**Extracted records**

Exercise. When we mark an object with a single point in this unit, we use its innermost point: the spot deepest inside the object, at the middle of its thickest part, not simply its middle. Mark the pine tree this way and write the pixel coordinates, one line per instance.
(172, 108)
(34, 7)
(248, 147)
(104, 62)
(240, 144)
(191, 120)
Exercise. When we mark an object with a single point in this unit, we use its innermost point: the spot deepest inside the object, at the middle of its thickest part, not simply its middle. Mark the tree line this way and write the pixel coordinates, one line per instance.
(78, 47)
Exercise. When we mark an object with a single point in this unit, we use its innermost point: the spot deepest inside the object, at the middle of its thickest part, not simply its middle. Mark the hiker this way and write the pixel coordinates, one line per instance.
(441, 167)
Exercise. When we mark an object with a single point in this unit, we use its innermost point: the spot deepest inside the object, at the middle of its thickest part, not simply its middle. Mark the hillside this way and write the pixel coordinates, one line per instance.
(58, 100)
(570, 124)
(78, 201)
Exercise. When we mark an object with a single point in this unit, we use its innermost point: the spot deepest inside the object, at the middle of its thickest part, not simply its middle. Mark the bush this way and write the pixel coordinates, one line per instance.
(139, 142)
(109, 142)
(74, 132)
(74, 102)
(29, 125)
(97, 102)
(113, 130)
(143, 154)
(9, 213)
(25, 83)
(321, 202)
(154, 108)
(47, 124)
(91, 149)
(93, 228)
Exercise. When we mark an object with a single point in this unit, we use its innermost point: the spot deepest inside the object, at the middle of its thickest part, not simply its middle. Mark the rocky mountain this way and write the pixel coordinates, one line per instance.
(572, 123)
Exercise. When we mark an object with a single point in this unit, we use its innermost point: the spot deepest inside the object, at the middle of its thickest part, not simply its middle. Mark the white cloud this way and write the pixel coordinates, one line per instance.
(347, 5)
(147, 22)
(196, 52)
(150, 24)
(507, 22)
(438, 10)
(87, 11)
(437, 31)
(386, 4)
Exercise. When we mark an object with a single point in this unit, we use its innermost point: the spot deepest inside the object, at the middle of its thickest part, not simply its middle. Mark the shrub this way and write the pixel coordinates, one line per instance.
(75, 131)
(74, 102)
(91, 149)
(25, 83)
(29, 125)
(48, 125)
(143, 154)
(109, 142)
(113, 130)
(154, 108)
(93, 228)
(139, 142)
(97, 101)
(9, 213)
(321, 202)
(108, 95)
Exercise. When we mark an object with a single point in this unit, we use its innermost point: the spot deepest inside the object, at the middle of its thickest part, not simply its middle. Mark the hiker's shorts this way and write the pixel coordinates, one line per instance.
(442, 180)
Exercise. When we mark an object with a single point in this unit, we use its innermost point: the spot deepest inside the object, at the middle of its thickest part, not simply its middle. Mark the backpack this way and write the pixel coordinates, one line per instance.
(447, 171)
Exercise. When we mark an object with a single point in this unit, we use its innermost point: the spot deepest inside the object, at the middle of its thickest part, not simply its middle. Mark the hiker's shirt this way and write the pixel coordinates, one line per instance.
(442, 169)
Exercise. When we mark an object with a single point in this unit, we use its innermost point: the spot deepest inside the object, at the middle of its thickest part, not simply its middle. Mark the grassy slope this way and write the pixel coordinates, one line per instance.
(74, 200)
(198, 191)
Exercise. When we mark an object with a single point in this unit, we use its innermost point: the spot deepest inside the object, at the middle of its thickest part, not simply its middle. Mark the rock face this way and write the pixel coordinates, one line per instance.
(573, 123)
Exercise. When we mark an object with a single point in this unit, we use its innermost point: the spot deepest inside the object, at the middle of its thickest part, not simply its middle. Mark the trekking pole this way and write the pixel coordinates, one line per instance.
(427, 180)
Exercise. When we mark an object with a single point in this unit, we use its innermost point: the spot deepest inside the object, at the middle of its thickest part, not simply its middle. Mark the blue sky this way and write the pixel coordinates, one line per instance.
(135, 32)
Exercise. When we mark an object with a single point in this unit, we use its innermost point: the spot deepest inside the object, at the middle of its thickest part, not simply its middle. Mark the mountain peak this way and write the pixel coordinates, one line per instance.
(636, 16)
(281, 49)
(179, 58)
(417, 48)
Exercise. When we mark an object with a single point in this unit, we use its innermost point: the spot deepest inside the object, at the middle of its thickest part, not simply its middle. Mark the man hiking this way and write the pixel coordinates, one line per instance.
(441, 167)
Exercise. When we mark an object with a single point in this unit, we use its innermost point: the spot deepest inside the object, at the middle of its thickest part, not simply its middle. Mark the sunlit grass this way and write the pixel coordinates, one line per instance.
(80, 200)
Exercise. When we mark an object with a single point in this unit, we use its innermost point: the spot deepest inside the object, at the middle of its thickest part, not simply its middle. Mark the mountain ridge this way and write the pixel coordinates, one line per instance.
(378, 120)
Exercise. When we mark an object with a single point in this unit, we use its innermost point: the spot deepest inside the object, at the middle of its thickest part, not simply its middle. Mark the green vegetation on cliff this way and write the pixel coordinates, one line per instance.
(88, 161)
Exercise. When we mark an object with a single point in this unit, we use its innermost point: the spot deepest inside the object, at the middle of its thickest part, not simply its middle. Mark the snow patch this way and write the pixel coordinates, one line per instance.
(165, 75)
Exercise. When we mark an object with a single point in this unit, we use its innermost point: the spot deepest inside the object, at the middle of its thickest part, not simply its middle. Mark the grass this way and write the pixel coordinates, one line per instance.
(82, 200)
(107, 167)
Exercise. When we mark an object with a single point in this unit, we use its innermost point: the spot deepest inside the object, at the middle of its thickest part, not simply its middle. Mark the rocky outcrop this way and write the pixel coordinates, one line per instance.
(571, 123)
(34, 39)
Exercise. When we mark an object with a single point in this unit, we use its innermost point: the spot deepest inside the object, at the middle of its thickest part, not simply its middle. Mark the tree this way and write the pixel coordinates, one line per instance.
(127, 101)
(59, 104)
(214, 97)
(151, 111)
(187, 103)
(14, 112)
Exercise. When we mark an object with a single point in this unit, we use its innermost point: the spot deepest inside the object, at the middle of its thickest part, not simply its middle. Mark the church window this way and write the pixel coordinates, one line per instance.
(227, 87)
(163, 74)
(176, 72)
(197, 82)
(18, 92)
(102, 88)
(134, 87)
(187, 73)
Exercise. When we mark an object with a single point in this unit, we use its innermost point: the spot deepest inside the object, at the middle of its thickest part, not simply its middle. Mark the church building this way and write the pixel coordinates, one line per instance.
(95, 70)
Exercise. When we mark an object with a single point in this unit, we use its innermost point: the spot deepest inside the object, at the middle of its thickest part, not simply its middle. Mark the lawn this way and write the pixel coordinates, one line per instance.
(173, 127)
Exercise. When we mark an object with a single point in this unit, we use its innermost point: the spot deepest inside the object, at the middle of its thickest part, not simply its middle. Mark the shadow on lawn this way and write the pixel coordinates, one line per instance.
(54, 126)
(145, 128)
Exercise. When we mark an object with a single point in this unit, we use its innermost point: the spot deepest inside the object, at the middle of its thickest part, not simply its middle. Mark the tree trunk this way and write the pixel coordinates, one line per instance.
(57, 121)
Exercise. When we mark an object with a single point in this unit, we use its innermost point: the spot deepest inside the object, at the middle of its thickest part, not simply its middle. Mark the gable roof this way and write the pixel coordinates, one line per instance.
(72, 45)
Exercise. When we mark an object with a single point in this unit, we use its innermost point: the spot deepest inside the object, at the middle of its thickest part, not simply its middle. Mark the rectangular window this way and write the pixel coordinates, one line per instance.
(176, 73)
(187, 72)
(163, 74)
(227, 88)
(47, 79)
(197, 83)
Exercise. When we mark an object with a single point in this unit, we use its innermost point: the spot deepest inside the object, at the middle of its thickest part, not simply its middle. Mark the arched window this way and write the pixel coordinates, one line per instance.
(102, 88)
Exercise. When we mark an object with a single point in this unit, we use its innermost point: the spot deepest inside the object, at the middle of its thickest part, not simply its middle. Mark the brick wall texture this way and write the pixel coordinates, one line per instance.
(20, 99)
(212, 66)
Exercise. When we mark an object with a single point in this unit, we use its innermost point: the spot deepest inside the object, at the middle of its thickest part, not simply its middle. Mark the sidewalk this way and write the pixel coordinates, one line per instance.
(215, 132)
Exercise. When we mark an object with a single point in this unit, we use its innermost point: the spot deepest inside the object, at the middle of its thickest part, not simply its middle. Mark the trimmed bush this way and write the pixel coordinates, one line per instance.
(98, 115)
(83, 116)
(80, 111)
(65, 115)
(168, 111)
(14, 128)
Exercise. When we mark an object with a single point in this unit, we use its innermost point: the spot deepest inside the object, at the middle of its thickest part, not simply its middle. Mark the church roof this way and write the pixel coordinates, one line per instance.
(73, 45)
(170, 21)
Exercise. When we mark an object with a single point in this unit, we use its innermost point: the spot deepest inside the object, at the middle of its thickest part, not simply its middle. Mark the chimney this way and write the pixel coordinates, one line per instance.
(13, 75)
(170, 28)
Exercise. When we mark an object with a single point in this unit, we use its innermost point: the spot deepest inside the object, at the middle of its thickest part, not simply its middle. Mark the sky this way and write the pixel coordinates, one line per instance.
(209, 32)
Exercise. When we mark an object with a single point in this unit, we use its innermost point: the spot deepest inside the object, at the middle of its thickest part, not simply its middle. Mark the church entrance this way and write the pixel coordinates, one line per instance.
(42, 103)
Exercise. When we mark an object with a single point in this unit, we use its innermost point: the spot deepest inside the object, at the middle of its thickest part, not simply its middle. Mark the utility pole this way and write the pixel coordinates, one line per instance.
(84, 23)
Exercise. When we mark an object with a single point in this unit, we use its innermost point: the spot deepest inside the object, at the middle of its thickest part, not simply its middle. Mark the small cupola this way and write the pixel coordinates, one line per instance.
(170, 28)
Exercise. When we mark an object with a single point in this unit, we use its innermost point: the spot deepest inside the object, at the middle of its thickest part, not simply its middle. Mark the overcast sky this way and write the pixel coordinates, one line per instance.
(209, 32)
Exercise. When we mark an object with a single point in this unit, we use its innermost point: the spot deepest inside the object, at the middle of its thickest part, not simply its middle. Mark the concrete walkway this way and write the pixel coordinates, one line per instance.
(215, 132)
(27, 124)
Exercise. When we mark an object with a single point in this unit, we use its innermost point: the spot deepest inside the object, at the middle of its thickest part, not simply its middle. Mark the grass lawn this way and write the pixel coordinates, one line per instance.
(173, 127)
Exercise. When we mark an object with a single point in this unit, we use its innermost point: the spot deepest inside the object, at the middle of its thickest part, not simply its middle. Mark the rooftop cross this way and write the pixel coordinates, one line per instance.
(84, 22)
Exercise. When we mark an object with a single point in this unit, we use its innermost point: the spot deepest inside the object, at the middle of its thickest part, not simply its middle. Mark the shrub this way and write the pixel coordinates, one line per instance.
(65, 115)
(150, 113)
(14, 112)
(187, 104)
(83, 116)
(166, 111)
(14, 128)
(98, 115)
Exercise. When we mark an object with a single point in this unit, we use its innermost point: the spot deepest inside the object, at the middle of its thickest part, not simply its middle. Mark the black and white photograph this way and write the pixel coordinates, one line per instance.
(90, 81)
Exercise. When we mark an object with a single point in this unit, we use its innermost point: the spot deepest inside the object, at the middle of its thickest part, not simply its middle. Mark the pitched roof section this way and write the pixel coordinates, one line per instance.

**The request**
Your output consists solely of the lines from the one with "Mark the overcast" through the last line, copied exactly.

**Solution to this exercise**
Exercise. When we mark an object with a single point in this unit, we use its innermost point: the spot deepest inside the object, at the middle of its thickest part, not simply its middle. Mark the overcast sky this way and write the pixel coordinates, one line per instance.
(209, 32)
Exercise. When we mark an object with a single point in this unit, we use its innermost point: the spot deepest inside the object, at the middle of its thickest part, not simply its middle. Mark the concrete walkway this way and write the pixel coordinates, one line per instance.
(215, 132)
(27, 124)
Exercise. When we mark an object with a single point in this unit, we use its innermost point: the spot deepest inside the object, at the middle of its thickest part, not simply its middle. Mark the grass lawn this way and write the pixel coordinates, one line per instance.
(173, 127)
Exercise. When we mark an object with a single point in this unit, we use its innermost point: the spot deepest inside the object, at the middle of its thickest part, not simply its middle. Mark the rooftop cross this way and write the pixel coordinates, one line per instance.
(84, 22)
Exercise. When we mark an object with a single point in this unit, we use its innermost point: the spot deepest inside the object, at the middle of its thickest part, not simply its middle. Mark the shrub this way and write the pixel coordinates, one line per instance.
(65, 115)
(150, 113)
(14, 112)
(187, 104)
(83, 116)
(166, 111)
(14, 128)
(98, 115)
Exercise. When we mark an object with a single point in this unit, we use its innermost point: the spot deepest inside the object, at the middle of its thickest part, not simply its middle. Mark the black and white photograph this way and write the pixel coordinates, one line per instance.
(90, 81)
Exercise. When we mark an object with a single point in this unit, we use its innermost point: the spot deepest inside the object, at the middle of its thickest part, not simply its middle. Mark the pitched roof section this way and write the pixel coordinates, one line per instance.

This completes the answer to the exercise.